PERMINTAAN TERTULIS –
Dalam berita tentang rencana pelabuhan Cilamaya, ke mana para pengkritik meminta pemerintah memindahkan pembangunan pelabuhan itu?

KUTIPAN TEKS –
========
Reporter: Yudho Winarto | Editor: Yudho Winarto
JAKARTA. Rencana proyek pembangunan pelabuhan Cilamaya di Karawang, Jawa Barat mengundang pro dan kontra. Sejumlah pihak menyoroti rencanan pembangunan proyek ini.
Sejumlah, ekonom diantaranya dari Universitas Pelita Harapan Tjipta Lesmana, Peneliti dari Peneliti Oxfam dari Koalisi Rakyat untuk Kedaulatan Pangan Ayip Abdullah, analis Institute for Development of Economics and Finance (Indef) Enny Sri Hartati, hingga pengamat kebijakan publik Ichsanoodin Noorsy, dan para pelaku Industri, khususnya BUMN di Jawa Barat dan Banten, serta Ketua DPP Partai Demokrat Khotibul Umam Wiranu, mendesak pemerintah untuk membatalkan rencana pembangunan Pelabuhan di Cilamaya dan merelokasinya ke Jawa Tengah.
“Ironis jika pemerintah hanya mementingkan pembangunan pelabuhan tersebut demi melayani produsen otomotif, terutama yang memproduksi kendaraan murah,” ujar Tjipta Lesmana melalui siaran pers, Rabu (19/11)
Ia menilai, di tengah krisis BBM, antara lain disebabkan oleh industri otomotif yang tidak terkontrol, pemerintah malah menganak emaskan para investor otomotif yang mayoritas berasal dari Jepang tersebut. “Ini kontradiktif sekali. Apakah ini kepentingan Jepang? Yang saya tahu, pabrik mobil mereknya ada di sana semua. Jadi butuh pelabuhan. Terlebih kalau konsultan perencanaannya dari Jepang," ungkapnya.
Ia pun mendesak pemerintah membatalkan rencana yang diinisiasi oleh Pemerintah Jepang tersebut. Karena menggangu sejumlah aset nasional yang selama ini memberi pemasukan terbesar bagi APBN. “Batalkan saja, daripada kita cari sumur migas baru, yang pastinya akan menyusahkan. Kalau sumur sampai harus ditutup, tentu pemerintah Indonesia sangat rugi, sebaiknya dibatalkan, rugi kita," tandasnya.
========
BAHAN YANG DITAMPILKAN –
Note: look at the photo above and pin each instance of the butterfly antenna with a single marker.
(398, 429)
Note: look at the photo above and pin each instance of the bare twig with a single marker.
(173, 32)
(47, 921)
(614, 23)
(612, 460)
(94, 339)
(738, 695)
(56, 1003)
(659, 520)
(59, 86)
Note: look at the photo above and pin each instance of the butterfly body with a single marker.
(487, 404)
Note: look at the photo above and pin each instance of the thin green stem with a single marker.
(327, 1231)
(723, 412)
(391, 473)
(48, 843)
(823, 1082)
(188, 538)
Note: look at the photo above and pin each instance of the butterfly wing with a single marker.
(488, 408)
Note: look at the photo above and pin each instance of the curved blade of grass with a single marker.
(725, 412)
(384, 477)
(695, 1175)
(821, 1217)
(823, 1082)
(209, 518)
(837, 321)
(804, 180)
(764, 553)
========
JAWABAN LENGKAP –
Ke Jawa Tengah.